[Records from a dataset]
++++++++++

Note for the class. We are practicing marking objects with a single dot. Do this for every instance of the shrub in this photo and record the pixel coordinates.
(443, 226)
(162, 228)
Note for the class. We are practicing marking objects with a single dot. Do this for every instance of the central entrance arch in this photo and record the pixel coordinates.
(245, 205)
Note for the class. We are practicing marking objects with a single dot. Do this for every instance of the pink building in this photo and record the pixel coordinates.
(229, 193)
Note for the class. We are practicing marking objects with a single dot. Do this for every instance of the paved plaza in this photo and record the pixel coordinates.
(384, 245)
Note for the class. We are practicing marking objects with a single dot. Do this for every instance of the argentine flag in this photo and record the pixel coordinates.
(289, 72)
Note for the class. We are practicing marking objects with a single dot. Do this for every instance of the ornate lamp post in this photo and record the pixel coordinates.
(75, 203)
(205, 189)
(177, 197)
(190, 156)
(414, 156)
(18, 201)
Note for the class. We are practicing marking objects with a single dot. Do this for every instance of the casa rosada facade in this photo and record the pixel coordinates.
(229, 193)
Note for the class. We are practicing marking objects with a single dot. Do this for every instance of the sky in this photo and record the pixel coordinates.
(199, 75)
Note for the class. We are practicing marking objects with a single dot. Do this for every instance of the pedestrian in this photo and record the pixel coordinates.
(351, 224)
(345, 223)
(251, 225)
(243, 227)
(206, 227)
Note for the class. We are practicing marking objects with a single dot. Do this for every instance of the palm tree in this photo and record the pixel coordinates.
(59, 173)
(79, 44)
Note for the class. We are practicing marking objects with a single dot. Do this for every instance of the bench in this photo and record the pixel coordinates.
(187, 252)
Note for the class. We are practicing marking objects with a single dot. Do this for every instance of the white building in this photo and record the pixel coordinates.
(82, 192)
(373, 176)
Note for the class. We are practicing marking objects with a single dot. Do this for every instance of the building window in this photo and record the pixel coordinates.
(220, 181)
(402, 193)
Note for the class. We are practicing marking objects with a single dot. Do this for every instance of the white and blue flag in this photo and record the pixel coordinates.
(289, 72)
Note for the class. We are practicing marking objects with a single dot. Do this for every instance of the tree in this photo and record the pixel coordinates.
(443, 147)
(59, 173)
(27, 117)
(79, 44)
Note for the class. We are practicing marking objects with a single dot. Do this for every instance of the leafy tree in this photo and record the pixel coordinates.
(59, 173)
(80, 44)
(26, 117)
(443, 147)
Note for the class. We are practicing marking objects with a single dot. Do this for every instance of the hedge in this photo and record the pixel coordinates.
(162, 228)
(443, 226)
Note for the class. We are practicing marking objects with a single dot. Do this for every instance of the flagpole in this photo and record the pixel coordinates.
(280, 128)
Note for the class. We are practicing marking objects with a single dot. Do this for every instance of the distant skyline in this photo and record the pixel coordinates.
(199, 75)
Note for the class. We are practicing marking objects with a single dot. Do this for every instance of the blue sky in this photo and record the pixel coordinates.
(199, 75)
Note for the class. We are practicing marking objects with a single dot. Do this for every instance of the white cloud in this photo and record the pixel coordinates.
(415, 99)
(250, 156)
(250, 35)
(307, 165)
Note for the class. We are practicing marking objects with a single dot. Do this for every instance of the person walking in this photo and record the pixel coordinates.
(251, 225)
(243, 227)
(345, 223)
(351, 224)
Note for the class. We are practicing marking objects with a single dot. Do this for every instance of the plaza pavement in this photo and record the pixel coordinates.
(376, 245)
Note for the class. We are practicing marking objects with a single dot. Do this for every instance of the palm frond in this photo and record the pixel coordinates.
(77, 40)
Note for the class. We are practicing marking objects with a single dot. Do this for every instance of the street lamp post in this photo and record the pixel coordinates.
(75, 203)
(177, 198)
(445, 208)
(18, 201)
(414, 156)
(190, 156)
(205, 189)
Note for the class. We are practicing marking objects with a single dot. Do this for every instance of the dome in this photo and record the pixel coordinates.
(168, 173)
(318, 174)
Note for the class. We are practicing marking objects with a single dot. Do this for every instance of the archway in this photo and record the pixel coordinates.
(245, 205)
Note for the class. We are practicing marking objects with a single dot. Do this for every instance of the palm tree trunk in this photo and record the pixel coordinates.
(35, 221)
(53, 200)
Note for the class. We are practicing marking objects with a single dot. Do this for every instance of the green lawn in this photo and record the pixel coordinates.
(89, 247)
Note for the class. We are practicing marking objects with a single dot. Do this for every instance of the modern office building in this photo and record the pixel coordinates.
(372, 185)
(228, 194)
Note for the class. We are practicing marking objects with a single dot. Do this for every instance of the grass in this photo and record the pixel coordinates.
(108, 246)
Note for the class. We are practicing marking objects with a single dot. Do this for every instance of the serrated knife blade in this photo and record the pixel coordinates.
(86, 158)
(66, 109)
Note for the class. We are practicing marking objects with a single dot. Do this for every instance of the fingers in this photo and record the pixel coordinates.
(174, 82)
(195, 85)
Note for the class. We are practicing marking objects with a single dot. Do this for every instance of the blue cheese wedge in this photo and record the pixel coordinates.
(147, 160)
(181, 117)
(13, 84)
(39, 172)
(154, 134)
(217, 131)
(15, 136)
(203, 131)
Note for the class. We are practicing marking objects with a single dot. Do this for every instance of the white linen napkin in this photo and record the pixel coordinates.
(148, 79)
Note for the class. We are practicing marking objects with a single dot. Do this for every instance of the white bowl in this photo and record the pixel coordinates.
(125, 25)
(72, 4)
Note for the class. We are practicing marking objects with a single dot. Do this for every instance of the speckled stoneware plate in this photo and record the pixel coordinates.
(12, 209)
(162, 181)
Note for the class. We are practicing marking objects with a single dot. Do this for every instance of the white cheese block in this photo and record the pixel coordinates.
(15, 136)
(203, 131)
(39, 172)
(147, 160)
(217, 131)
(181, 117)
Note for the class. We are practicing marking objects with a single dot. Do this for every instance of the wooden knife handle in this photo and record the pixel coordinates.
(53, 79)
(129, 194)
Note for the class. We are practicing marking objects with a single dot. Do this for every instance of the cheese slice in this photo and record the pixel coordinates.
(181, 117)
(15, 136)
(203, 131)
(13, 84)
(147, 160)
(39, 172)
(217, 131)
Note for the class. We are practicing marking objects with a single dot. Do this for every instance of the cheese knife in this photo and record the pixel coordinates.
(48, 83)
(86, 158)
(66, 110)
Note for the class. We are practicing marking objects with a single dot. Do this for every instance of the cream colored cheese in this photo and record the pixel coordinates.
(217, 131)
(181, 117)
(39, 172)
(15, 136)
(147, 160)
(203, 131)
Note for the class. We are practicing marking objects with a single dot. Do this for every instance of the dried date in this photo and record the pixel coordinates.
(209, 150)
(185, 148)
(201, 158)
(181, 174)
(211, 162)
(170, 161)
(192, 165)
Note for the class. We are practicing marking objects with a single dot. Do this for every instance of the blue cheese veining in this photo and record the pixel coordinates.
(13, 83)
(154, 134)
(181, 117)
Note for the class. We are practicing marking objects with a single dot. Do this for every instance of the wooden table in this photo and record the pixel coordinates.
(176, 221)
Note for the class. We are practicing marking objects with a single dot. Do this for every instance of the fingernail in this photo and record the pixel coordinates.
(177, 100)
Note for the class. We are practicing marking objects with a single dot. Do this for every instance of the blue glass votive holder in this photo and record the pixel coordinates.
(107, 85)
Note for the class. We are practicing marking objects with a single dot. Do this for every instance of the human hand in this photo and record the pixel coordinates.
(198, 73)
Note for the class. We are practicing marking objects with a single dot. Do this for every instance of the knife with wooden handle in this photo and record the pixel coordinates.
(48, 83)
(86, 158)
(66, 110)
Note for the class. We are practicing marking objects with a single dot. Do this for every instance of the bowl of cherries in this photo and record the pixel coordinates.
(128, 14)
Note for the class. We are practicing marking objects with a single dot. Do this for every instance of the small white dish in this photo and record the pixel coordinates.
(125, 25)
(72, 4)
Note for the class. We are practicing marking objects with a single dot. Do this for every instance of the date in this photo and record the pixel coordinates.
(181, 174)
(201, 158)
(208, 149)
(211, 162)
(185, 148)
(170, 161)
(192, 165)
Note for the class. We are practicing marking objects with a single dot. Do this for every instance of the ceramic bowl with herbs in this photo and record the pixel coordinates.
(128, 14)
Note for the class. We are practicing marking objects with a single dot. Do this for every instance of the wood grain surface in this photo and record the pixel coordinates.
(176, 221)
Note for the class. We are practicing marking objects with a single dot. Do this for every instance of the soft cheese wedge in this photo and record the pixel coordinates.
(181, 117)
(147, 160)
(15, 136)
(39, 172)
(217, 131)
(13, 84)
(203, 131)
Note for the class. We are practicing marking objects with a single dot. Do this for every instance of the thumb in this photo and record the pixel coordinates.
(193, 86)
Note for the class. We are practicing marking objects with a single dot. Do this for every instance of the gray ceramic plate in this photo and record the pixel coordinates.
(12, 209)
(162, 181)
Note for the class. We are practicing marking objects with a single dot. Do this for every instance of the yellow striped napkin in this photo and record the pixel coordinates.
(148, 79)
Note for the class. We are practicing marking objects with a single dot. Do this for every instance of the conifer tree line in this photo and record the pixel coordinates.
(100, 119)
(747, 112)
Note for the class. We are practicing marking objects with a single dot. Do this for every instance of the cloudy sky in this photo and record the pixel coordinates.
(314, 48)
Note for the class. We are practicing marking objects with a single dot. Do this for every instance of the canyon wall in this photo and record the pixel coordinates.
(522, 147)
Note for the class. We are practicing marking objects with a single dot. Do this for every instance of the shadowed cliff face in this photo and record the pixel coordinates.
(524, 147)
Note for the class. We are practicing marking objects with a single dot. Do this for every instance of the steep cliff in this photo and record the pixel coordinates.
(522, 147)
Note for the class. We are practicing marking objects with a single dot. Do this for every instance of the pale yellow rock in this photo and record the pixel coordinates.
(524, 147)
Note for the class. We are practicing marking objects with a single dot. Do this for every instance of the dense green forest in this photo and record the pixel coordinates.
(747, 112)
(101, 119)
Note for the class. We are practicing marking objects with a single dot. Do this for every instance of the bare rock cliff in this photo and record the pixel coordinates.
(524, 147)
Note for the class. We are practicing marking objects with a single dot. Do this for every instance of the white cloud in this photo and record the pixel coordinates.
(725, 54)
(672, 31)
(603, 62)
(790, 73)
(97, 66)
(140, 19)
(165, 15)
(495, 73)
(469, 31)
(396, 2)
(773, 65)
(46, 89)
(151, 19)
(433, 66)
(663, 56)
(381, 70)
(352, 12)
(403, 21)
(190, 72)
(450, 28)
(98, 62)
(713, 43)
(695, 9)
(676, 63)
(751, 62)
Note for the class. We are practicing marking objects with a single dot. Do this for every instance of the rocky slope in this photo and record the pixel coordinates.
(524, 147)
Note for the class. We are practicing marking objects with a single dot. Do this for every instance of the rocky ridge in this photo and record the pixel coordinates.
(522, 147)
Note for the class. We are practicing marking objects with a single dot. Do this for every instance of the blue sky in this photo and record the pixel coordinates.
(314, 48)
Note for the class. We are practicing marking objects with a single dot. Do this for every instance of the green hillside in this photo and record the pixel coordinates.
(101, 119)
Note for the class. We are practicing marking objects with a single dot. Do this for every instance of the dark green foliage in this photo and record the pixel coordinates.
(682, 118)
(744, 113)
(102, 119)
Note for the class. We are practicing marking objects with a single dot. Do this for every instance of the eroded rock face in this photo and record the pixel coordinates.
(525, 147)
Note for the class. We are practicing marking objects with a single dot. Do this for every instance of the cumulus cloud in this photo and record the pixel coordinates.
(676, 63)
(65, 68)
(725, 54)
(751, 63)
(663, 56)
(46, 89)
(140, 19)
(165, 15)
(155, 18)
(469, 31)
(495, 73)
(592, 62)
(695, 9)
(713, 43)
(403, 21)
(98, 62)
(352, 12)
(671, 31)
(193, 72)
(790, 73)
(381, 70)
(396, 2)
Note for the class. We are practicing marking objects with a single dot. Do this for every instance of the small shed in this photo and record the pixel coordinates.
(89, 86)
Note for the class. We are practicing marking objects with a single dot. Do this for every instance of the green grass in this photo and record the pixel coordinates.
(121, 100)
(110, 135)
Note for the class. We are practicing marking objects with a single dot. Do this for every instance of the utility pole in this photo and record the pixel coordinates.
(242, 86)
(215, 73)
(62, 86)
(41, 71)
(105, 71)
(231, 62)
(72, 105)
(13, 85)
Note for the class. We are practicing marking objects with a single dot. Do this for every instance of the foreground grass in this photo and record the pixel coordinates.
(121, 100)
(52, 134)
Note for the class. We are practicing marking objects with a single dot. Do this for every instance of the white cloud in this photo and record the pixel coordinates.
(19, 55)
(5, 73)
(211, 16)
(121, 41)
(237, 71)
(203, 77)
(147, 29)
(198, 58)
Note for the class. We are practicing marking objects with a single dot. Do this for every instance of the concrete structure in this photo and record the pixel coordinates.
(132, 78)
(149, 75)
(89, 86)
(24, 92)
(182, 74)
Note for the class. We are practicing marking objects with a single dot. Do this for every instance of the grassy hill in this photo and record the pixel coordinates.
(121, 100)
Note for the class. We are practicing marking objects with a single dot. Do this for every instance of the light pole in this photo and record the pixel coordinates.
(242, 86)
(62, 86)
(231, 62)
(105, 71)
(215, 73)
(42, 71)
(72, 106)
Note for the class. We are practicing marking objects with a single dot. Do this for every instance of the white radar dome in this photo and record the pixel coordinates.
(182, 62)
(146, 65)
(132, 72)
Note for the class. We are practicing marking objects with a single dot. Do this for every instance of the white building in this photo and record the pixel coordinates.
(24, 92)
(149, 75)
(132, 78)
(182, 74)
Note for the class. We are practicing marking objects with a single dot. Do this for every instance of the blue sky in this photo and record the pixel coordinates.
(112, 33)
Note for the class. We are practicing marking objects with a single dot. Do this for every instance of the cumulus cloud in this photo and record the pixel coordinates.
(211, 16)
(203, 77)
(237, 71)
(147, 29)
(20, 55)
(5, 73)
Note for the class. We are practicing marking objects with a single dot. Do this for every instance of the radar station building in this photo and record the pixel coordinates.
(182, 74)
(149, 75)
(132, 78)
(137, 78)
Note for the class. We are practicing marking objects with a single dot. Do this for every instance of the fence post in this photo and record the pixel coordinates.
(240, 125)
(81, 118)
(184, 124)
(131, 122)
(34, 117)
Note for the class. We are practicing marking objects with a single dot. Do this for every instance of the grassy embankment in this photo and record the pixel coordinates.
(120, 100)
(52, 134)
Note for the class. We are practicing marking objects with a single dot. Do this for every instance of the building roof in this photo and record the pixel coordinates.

++++++++++

Task instructions: Take the line with "of the light" and all lines after it through the end of the records, and write them out exactly; include nothing else.

Written answer:
Note for the class. We are practicing marking objects with a single dot. Do this for every instance of the light pole in this photo and record the pixel coordinates.
(242, 86)
(62, 86)
(231, 62)
(105, 71)
(215, 73)
(42, 71)
(72, 106)
Note for the class. We are practicing marking objects with a single dot. Do this for every instance of the white radar dome in this photo and record the pixel coordinates.
(182, 62)
(146, 65)
(132, 72)
Note for the class. We are practicing marking objects with a single dot. Do this for every instance of the white building in this photo and record the pixel coordinates.
(24, 92)
(149, 75)
(132, 78)
(182, 74)
Note for the class. We are practicing marking objects with a single dot. Do this for every instance of the blue sky in this photo and record the pixel coordinates.
(112, 33)
Note for the class. We are practicing marking objects with a single dot. Do this for every instance of the cumulus cloud in this photo and record the pixel coordinates.
(211, 16)
(203, 77)
(237, 71)
(147, 29)
(20, 55)
(5, 73)
Note for the class. We are practicing marking objects with a single dot. Do this for every instance of the radar station building in this photo and record the pixel coordinates.
(182, 74)
(149, 75)
(132, 78)
(137, 78)
Note for the class. We are practicing marking objects with a single dot. Do this for every instance of the fence post in this photo and record the pixel coordinates.
(240, 125)
(81, 118)
(184, 124)
(131, 122)
(34, 117)
Note for the class. We are practicing marking objects with a single dot. Do this for every instance of the grassy embankment in this photo and record the pixel coordinates.
(120, 100)
(52, 134)
Note for the class. We are practicing marking objects with a single dot. Do this for every instance of the building roof in this photo and record the pixel coordinates.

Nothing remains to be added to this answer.